─── Extract provided
TSS #052: Plotting Your Story’s Three-Act Structure with ChatGPT

by | Jun 3, 2023

Read Time: 6 minutes

Picture this: You’ve generated a story idea, created magnetic characters, built an immersive world, but still have a blank page staring you down.

What’s next?

It’s time to intertwine those elements into a cohesive story that connects with audiences.

In this week’s issue of TSS, we’re diving into the sea of story outlining. We’ll examine the basics of the three-act structure, and as always, we’ll explore how ChatGPT can serve as your compass to guide you to the promise land.

Understanding Basic Plot Structure

A story’s plot is its sequence of events, the core thread that ties your themes, characters, and world together.

There are several classic plot structures that many successful stories follow. We’ll focus on the basic three-act structure here to help illustrate its architecture, and look at several examples from popular books and movies.

Note: If you want to dig deep into the three-act structure, check out TSS #033: 8 Plot Diagrams that Illustrate the Storytelling Power of Dramatic Structure

The Three-Act Structure:

This is a simple foundation often used in plays, films, and novels. The acts are as follows:

Act 1: Setup

  • Introduce the protagonist, the setting, and the status quo.
  • Establish the protagonist’s overarching story goal.
  • Set up the main conflict and the stakes (what the protagonist stands to gain or lose).

Act 2: Confrontation

  • The protagonist takes action to pursue their story goal, encountering obstacles.
  • The antagonist presents further challenges, escalating the stakes for the protagonist.
  • The protagonist gains allies, skills, and courage essential for their journey.

Act 3: Resolution

  • An epic confrontation between the protagonist and antagonist occurs at the climax.
  • The outcome of the protagonist’s story goal is determined.
  • The protagonist’s character arc, the story’s conflicts, and the overall narrative reach a satisfying conclusion.

4 Examples of a Basic Three-Act Structure from Bestselling Novels and Blockbuster Movies:

The Hunger Games

Act 1: Setup

  • Katniss Everdeen volunteers for the Hunger Games to save her sister from the deadly competition.
  • Her goal is to survive the Games and return to her sister.
──────
__Task instructions__
- a) Answer these questions about the article on plotting a story's three-act structure:
(i) What read time does the article list?
(ii) What is the name given to Act 2?
(iii) In The Hunger Games example, why does Katniss Everdeen volunteer for the Hunger Games?
- b) Rewrite the stretch from "Read Time: 6" through "the promise land." in the three-act structure article, swapping "compass" for "map".
- c) Carry on the article about plotting a story's three-act structure with ChatGPT from the point where it stops.
The records that come next have no connection to the article on plotting a three-act structure.
─── Source information
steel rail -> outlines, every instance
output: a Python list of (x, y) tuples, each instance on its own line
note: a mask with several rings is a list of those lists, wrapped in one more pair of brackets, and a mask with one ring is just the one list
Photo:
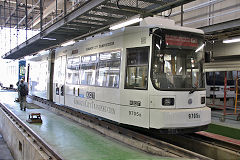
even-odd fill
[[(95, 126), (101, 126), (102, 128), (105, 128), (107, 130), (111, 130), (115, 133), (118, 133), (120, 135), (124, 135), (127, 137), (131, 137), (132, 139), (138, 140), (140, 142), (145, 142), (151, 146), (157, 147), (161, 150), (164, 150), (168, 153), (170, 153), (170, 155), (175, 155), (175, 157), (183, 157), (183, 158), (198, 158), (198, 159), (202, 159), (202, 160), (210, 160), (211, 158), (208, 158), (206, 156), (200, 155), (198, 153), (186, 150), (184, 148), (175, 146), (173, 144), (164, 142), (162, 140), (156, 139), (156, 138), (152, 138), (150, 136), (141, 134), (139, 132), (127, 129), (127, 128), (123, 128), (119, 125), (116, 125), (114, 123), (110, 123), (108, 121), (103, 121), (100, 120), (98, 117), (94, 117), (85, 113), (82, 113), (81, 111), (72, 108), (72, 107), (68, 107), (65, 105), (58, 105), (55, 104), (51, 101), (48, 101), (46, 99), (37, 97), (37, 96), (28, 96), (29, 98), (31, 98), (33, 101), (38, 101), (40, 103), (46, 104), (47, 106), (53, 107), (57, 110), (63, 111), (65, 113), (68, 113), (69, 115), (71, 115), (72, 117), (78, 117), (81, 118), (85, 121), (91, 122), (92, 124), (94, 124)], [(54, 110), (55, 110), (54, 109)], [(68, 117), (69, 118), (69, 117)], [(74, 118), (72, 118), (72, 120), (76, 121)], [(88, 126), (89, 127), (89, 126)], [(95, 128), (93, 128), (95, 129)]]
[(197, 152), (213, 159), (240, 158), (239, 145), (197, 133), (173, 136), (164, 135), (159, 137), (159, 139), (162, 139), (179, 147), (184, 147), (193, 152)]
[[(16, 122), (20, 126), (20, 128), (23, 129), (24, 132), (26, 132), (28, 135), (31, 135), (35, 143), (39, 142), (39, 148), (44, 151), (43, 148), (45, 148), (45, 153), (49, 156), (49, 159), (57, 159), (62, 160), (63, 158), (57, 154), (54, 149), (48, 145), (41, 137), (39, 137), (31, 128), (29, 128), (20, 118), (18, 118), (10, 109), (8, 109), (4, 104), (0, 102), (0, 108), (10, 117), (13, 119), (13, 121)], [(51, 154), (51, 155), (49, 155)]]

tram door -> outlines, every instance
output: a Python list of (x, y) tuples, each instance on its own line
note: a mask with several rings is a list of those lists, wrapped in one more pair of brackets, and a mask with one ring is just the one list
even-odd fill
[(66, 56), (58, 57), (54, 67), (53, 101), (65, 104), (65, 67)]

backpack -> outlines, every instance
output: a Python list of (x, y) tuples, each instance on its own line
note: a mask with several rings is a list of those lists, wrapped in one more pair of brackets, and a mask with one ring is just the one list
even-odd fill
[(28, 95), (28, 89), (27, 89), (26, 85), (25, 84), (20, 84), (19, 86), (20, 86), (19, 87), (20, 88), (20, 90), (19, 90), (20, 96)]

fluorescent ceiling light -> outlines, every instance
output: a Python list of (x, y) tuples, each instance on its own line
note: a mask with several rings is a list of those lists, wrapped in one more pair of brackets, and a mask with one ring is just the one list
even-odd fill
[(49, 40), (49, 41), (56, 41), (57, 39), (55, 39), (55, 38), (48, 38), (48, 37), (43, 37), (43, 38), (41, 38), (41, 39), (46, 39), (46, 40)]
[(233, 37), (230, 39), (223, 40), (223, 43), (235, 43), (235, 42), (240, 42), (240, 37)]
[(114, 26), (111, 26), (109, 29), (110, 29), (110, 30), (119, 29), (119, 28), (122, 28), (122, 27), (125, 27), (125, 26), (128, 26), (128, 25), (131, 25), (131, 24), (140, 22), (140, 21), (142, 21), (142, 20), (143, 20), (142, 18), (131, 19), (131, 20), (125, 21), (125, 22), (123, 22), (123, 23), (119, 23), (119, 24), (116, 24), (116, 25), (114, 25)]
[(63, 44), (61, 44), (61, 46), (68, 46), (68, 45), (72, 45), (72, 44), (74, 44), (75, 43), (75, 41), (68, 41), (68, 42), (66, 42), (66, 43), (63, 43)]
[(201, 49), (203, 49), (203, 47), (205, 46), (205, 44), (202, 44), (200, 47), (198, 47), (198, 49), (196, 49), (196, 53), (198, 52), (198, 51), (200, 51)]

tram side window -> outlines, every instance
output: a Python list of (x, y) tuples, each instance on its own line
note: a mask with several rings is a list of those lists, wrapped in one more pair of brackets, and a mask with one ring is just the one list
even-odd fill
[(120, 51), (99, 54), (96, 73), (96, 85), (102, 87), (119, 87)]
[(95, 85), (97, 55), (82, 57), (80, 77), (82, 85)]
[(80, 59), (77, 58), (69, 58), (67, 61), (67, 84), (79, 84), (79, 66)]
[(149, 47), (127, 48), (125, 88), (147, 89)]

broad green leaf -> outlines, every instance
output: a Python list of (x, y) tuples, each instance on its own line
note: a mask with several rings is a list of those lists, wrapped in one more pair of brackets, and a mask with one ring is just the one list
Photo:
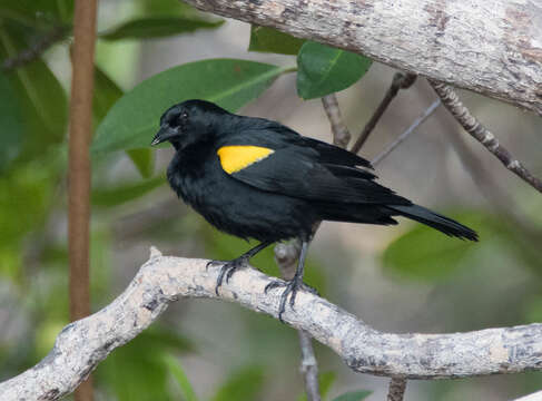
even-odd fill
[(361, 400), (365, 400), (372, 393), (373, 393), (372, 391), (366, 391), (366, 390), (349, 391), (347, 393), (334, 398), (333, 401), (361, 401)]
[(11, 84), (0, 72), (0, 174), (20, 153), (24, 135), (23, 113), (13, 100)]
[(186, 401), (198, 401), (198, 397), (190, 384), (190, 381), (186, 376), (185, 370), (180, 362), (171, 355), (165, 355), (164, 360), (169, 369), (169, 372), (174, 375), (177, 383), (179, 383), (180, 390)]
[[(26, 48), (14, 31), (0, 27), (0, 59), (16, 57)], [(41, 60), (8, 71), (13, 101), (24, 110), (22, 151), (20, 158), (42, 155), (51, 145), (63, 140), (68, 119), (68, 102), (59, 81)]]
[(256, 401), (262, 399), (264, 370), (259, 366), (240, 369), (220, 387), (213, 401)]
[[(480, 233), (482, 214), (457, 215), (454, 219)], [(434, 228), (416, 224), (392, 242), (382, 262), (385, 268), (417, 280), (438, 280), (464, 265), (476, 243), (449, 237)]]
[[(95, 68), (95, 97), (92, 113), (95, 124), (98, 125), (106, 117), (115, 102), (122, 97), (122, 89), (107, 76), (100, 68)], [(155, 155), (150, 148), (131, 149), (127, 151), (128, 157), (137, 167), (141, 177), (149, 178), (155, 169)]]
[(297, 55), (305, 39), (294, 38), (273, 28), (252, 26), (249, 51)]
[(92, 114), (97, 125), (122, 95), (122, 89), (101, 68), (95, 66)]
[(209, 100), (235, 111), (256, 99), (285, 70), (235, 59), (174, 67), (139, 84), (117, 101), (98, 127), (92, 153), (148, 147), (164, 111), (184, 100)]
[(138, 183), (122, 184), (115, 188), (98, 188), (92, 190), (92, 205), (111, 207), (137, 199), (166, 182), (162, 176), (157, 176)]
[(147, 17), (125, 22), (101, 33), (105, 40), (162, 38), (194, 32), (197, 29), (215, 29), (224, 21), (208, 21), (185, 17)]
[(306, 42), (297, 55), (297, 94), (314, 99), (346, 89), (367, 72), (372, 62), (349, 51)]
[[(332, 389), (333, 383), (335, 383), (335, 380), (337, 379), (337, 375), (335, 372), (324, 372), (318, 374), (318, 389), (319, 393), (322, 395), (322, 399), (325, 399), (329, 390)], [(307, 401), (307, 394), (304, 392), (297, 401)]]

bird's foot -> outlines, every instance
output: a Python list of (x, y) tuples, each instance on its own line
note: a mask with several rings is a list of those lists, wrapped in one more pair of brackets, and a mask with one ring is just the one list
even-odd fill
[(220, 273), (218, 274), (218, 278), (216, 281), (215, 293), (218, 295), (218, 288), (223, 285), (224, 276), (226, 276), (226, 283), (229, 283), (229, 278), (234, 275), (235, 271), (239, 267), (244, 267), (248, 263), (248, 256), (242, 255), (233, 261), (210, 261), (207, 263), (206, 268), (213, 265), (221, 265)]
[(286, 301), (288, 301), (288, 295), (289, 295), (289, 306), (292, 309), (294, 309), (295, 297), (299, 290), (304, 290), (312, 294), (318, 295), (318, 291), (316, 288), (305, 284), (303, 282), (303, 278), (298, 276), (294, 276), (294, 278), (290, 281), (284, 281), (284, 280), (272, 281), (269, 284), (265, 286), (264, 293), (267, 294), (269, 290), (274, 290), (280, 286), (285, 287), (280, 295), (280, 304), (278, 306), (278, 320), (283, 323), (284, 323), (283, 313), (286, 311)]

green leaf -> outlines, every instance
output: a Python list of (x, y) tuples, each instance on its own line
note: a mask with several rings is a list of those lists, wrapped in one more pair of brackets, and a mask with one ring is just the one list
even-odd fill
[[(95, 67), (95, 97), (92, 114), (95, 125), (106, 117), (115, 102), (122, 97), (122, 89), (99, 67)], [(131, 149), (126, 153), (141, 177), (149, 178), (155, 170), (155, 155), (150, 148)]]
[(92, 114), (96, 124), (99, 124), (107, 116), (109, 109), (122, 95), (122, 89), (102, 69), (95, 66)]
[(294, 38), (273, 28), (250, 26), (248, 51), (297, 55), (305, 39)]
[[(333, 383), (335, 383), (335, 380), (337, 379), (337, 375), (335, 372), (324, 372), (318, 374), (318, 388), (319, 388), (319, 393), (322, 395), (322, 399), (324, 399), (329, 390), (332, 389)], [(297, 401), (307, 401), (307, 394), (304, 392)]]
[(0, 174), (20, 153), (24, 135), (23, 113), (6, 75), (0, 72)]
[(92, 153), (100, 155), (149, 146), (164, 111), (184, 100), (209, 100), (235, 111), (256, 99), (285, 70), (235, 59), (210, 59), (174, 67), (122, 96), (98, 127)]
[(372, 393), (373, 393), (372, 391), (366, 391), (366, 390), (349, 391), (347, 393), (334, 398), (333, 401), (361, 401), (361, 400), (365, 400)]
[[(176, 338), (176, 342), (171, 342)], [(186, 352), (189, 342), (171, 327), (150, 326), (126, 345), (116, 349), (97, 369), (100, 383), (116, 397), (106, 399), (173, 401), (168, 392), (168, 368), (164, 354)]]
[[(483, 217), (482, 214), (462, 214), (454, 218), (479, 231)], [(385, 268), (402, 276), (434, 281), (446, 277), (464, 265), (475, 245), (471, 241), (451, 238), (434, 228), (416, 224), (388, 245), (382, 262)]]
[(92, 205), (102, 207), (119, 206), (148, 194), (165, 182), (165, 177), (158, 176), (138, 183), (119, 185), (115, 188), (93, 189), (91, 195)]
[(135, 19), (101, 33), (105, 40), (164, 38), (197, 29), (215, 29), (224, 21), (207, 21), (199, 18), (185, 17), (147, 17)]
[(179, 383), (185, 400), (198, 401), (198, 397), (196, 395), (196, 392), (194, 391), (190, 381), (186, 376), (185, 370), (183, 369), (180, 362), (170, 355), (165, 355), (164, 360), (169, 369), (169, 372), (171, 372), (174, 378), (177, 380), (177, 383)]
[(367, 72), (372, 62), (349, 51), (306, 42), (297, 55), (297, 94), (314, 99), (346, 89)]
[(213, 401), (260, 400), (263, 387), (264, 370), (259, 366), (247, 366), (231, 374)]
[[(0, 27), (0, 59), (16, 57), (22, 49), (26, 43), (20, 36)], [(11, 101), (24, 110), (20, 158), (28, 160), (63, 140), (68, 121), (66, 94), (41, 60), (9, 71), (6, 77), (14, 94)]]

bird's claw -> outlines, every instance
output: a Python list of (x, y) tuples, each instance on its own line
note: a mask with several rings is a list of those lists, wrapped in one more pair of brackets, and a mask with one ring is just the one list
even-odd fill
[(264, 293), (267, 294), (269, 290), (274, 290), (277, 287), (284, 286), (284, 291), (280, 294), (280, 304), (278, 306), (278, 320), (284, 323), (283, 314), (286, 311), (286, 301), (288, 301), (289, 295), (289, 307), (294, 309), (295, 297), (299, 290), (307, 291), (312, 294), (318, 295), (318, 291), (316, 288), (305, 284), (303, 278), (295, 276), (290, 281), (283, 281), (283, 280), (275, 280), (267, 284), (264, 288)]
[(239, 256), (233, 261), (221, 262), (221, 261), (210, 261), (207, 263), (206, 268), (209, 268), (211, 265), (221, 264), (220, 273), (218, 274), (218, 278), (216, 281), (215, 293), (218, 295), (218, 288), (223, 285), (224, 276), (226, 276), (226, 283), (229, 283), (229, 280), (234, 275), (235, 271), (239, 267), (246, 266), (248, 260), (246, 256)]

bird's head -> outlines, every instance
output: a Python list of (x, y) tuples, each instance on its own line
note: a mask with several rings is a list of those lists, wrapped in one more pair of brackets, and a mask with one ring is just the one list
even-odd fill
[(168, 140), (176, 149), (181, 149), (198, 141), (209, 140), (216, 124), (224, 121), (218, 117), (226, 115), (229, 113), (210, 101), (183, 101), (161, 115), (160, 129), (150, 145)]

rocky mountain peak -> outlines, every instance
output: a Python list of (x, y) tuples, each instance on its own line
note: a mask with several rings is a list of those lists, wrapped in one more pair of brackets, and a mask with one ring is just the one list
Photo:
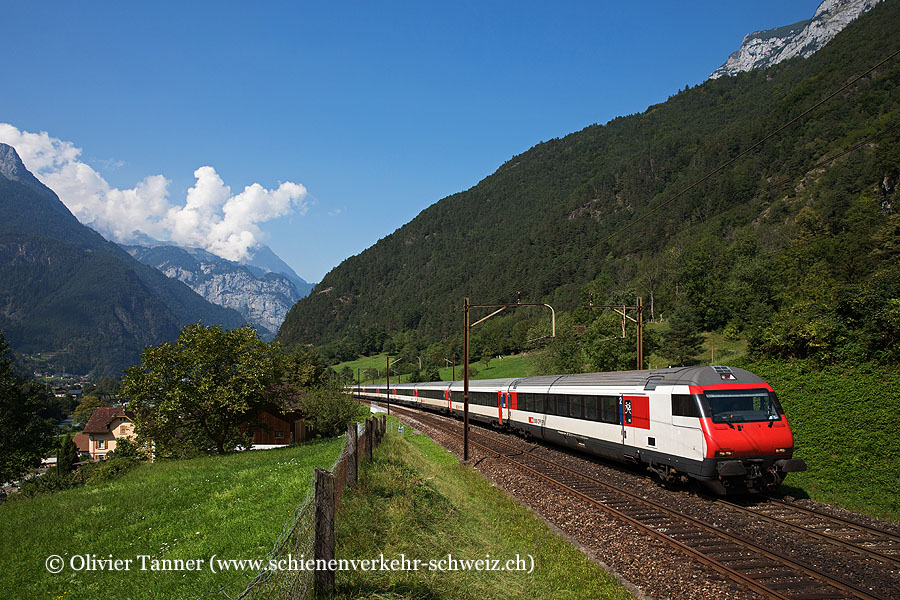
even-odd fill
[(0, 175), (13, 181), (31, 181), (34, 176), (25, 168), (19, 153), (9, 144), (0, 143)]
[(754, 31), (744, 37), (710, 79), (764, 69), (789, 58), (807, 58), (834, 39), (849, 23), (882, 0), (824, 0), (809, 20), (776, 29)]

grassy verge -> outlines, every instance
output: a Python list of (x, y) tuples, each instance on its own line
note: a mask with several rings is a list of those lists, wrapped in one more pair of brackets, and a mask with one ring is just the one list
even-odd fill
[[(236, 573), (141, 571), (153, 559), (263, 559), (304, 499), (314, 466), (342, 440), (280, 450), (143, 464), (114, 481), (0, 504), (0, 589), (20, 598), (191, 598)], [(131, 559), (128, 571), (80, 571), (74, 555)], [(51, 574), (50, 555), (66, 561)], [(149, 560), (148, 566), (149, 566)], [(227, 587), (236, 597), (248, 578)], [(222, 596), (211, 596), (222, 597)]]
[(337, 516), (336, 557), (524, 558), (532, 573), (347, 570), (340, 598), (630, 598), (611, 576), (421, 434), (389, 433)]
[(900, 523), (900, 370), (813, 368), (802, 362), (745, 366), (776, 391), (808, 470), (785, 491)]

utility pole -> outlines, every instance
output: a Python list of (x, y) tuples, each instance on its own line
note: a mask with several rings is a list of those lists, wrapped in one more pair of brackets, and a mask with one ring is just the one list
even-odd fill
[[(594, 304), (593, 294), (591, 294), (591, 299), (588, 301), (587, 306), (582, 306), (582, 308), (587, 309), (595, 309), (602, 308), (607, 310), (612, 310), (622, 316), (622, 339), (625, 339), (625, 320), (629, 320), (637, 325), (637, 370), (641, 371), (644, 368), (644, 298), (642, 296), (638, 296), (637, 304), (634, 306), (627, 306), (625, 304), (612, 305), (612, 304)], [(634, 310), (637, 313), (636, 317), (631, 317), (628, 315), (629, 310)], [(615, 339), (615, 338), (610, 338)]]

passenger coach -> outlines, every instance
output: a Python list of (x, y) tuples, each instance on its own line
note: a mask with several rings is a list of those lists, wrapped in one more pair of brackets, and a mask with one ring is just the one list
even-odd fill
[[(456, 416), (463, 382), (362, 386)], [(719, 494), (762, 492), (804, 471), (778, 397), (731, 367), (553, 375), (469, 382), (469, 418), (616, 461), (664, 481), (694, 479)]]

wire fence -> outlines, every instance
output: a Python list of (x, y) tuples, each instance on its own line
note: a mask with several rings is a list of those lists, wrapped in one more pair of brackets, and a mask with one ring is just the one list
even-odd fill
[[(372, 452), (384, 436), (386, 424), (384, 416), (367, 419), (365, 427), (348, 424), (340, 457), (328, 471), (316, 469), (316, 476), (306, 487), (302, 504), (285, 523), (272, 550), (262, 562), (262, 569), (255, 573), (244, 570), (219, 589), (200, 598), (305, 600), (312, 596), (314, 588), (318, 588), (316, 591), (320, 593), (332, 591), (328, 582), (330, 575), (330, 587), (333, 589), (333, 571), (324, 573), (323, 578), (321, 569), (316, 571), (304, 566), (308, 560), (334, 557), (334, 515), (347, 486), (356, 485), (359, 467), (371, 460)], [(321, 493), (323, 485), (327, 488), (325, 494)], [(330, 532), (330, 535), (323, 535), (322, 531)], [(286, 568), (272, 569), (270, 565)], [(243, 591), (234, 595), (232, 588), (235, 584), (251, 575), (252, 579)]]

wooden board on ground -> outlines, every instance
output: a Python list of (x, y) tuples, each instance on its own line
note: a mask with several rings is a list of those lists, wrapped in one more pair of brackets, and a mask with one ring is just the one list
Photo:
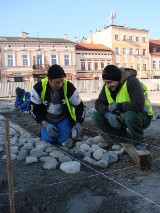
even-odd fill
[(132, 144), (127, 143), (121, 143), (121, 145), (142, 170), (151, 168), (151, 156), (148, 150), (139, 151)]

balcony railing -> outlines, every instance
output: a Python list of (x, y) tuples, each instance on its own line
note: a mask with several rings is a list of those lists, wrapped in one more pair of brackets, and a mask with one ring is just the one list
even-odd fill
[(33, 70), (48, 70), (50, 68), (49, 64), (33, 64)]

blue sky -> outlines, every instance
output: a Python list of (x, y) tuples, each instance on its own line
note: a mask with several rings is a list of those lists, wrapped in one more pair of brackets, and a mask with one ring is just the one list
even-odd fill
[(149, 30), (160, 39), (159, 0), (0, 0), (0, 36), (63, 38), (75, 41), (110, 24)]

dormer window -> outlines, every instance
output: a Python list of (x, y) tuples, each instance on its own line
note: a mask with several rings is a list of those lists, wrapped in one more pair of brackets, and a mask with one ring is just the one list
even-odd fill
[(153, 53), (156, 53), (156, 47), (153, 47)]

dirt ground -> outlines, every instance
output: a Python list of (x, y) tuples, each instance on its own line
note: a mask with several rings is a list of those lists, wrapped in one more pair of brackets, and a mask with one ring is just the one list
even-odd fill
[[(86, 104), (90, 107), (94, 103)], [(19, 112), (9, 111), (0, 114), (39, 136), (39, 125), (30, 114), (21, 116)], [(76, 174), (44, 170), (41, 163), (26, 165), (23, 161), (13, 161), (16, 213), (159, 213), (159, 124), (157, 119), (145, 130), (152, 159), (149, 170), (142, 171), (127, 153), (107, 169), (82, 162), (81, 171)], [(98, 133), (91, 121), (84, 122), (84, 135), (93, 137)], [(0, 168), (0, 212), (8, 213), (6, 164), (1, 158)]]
──────
__Answers given__
- a)
(i) 6 minutes.
(ii) Confrontation.
(iii) To save her sister from the deadly competition.

- b)
Read Time: 6 minutes

Picture this: You’ve generated a story idea, created magnetic characters, built an immersive world, but still have a blank page staring you down.

What’s next?

It’s time to intertwine those elements into a cohesive story that connects with audiences.

In this week’s issue of TSS, we’re diving into the sea of story outlining. We’ll examine the basics of the three-act structure, and as always, we’ll explore how ChatGPT can serve as your map to guide you to the promise land.

- c)
Act 2: Confrontation

  • Katniss, with her fellow district tribute, Peeta, navigates the complexities of the Capitol and the Games.
  • She faces multiple threats from other tributes and the dynamic arena itself.
  • She builds alliances, sharpens her survival skills, and garners the audience’s favor.

Act 3: Resolution

  • Katniss and Peeta, the last two tributes, refuse to kill each other, challenging the Capitol’s rules.
  • They threaten a double suicide which forces the Capitol to declare them both winners.
  • Katniss achieves her goal of survival, but also ignites a spark of rebellion against the Capitol.

The Matrix

Act 1: Setup

  • Neo, a hacker living a dual life, is searching for the elusive truth about the Matrix.
  • Meeting Morpheus and Trinity, Neo chooses the red pill to discover the “real world.”
  • The conflict arises as Neo discovers that humanity is enslaved by intelligent machines.

Act 2: Confrontation

  • Neo undergoes rigorous training to become “The One” and grapples with his doubts.
  • He faces a series of challenges in both the Matrix and the real world.
  • Neo starts developing his powers and a deeper understanding of the Matrix.

Act 3: Resolution

  • Neo confronts Agent Smith, using his full confidence and newfound powers to defeat him.
  • Neo fulfills his destiny as “The One”, and tells the machines he will show the people trapped in the Matrix a world where anything is possible.

The Lord of the Rings: The Return of the King

Act 1: Setup

  • The fellowship is scattered across Middle-earth, each facing their respective challenges.
  • Frodo and Sam’s goal is to destroy the One Ring in the fires of Mount Doom.
  • The threat of Sauron’s full strength is imminent, raising the stakes.

Act 2: Confrontation

  • Frodo and Sam endure hardships in Mordor, and Aragorn rallies forces to distract Sauron.
  • Allies are gained, enemies are confronted, and the characters develop strength and wisdom.

Act 3: Resolution

  • Frodo and Sam reach Mount Doom for the epic confrontation with Gollum.
  • The Ring is destroyed, resolving Frodo and Sam’s quest.
  • The victory over Sauron allows for a sweeping resolution for all characters and Middle-earth.

Gone Girl

Act 1: Setup

  • Amy disappears on her fifth wedding anniversary, and her husband, Nick, becomes the prime suspect.
  • Nick’s goal is to find his missing wife and clear his name.

Act 2: Confrontation

  • As the investigation unfolds, media and public opinion turn against Nick.
  • Nick uncovers Amy’s manipulative scheme revealing she’s alive and framing him.
  • He must gather evidence to prove his innocence while evading the police.

Act 3: Resolution

  • Amy returns home, creating a surprising turn of events.
  • Nick confronts Amy, but she uses her pregnancy to force his compliance.
  • The story ends with their twisted relationship continuing, leaving the audience questioning societal norms of marriage.

ChatGPT Prompts for Plotting Your Story

ChatGPT remains a great collaborator when building and outlining your story’s basic plot inside a three-act structure.

Below are three starter prompts to generate a plot.

  • The first ChatGPT prompt helps come up with a story from scratch.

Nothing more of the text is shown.